● SOURCE DOCUMENT:

──────

Sun, 16 Jan 2000

Galang Island's poignant past open to visitors

Text and photos by A. Junaidi

GALANG ISLAND, Riau (JP): Sadness, emptiness and horror are among the impressions of visitors to this island, where hundreds of thousands of Vietnamese boat people lived in a refugee camp in the 1970s.

Today, it is being styled as a tourist attraction, with new, smooth roads on its 8,000 hectares situated south of Batam industrial island. But its haunting past still comes through.

Its selling points are the deserted dormitories, former hospital, schools, church, jail, dormitory for security officers -- all made from wood -- and hundreds of graves of Vietnamese and several Cambodians.

Marsudi, an employee of the Batam Industrial Development Authority, the agency which supervises Galang, said about 520 Vietnamese and Cambodians were buried at the site after it was designated a refugee camp in 1976.

Tombstones with Christian and Buddhist symbols dot a cemetery on a small hill.

It is rumored that several Vietnamese committed suicide when they were given the ultimatum of returning to Vietnam or to a third country in 1996. The spirits are said to still roam the area.

A park in front of the cemetery -- home to two stone statues of female figures -- was reportedly the site where a girl was gang-raped and killed. Both the victim and the rapists were Vietnamese.

About 200 meters from the cemetery, there are empty wooden dormitories, each containing small rooms. Some are falling apart from neglect. Grass grows tall around the building.

An empty wooden church is located in the middle of the dormitory complex, a statue of the Virgin Mary standing out front.

The doors of the dormitories and the church are open, but the interiors are dark and foreboding.

Also dilapidated is a small hospital for refugees formerly operated by the International Red Cross. Paint on the walls is pale and peeling.

One of the few buildings which is still well-maintained is the two-story police dormitory. The first floor was used for detention cells and the second was a dormitory.

A company of Police Mobile Brigade officers was formerly deployed at the site.

Some tourists prefer to stay in their vehicles as they visit the different sites.

But they usually drop in at the Buddhist temple, not far from the cemetery, which was built by the Vietnamese 20 years ago. A stone statue of a goddess and a dragon stands in front of the Quan Am Tu temple.

The temple is now led by Se Ta Ceh, an Chinese-Indonesian monk who took over the job from a Vietnamese monk three years ago.

Se said the old wooden temple was no longer used for prayer, replaced by an adjacent one.

"Many businesspeople from Singapore helped in the construction of the new temple. They donated cement and other materials," he said.

──────

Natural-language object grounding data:

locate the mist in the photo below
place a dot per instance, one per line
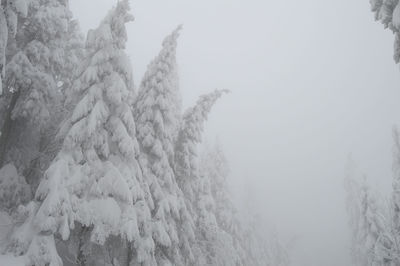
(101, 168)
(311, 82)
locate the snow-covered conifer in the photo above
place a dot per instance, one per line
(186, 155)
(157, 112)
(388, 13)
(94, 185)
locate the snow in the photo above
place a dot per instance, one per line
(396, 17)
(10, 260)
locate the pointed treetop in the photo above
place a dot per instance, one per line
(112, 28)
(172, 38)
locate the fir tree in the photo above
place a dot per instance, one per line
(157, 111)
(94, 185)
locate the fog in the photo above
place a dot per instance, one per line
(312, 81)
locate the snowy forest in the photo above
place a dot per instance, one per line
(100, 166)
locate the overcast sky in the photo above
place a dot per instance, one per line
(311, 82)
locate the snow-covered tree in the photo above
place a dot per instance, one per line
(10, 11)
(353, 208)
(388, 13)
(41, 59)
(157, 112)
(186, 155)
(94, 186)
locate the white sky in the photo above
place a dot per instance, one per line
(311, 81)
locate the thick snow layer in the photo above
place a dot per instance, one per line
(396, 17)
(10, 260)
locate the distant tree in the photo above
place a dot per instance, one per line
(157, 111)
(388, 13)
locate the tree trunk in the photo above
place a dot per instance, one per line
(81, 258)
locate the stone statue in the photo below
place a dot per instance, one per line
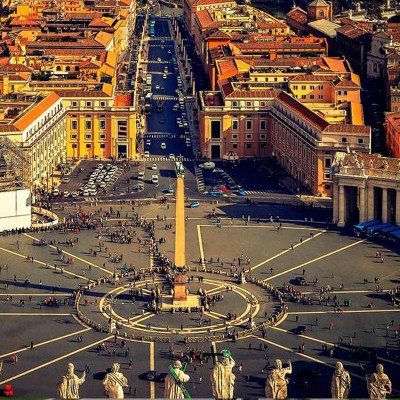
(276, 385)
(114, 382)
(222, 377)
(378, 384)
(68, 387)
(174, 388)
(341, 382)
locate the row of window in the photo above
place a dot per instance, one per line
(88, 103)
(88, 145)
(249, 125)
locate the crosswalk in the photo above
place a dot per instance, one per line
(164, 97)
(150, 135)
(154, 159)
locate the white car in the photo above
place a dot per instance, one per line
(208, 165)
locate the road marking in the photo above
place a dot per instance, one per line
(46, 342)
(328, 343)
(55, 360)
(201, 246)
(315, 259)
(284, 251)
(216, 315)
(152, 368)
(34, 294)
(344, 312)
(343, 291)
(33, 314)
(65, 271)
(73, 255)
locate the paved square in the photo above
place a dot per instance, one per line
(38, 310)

──────

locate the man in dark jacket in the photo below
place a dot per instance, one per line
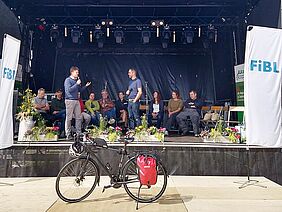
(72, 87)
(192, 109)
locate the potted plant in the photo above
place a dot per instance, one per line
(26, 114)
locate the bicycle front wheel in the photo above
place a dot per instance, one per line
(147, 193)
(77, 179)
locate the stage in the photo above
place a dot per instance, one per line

──────

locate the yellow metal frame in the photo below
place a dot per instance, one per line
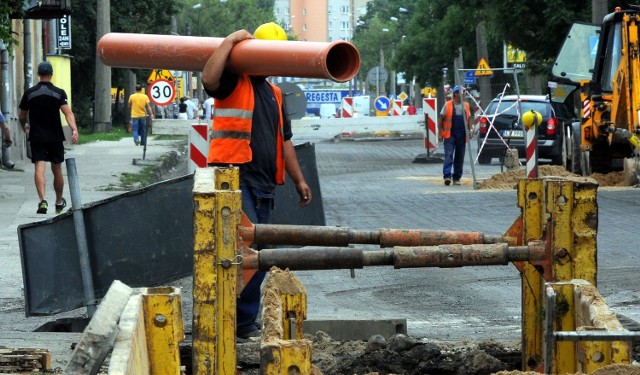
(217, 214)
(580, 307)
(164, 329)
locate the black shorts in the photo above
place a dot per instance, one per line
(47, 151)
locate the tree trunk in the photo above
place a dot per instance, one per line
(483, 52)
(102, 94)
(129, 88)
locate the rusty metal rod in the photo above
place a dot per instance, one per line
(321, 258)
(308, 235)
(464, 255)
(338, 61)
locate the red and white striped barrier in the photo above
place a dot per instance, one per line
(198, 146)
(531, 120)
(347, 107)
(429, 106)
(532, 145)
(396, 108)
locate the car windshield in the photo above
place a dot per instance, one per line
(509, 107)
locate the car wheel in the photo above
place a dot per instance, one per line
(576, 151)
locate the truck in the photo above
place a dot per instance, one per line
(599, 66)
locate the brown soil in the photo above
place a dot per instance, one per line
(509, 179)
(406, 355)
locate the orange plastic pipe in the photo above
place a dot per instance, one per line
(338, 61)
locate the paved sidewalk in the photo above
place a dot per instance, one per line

──────

● WHAT THE TASK REQUIRES:
Continue the Galang Island article from where it stops.

● OUTPUT BELOW:
The monk, in his 60s, said Buddhist followers flocked from Batam and Singapore on Saturday and Sunday.

The Batam Industrial Development Authority's chairman, Ismeth Abdullah, said Galang was designated for nature and cultural tourism in Barelang, the acronym for the islands of Batam, Rempang and Galang, which are under the agency's authority.

He said many former Vietnamese refugees now living in other countries, such as Australia and United States, visited Galang to remember their past.

"Some of the refugees have now become affluent in their new countries. They come here to see their relatives' graves, taking soil of the graves," Ismeth told The Jakarta Post.

He said BIDA was repairing roads into the interior of the island and building other public facilities, including motels and home stays.

He hoped the opening of the island as a tourist destination would increase the number of foreign tourists in Barelang, which last year reached more than 1.2 million people -- the second largest number in the country after Bali. At least 70 percent of the visitors are from Singapore.

He also hoped the tourists would spend more than the current average of 2.2 days.

On Sept. 8, 1996 the camp was symbolically shut down in a ceremony attended by the Asia and Oceania bureau director of the United Nations High Commissioner for Refugees (UNHCR), Francois Fouinat, and the head of Indonesia's Galang '96 humanitarian task force, Maj. Gen. Arie Kumaat.

Today it is home to 60 families, from various places in the country such as North Sumatra, Java and East Nusa Tenggara.

Marsudi, in his 50s, arrived on the island from Wonogiri in Central Java in 1960s. The father of three worked at a plantation on the island before becoming BIDA's employee overseeing the former camp.

"Tourists have yet to be required to pay fees if they come here," he said.

Away from the haunting refugee camp, Galang's beaches are beautiful and clean. The beach is a relief after the harrowing sights of the camp.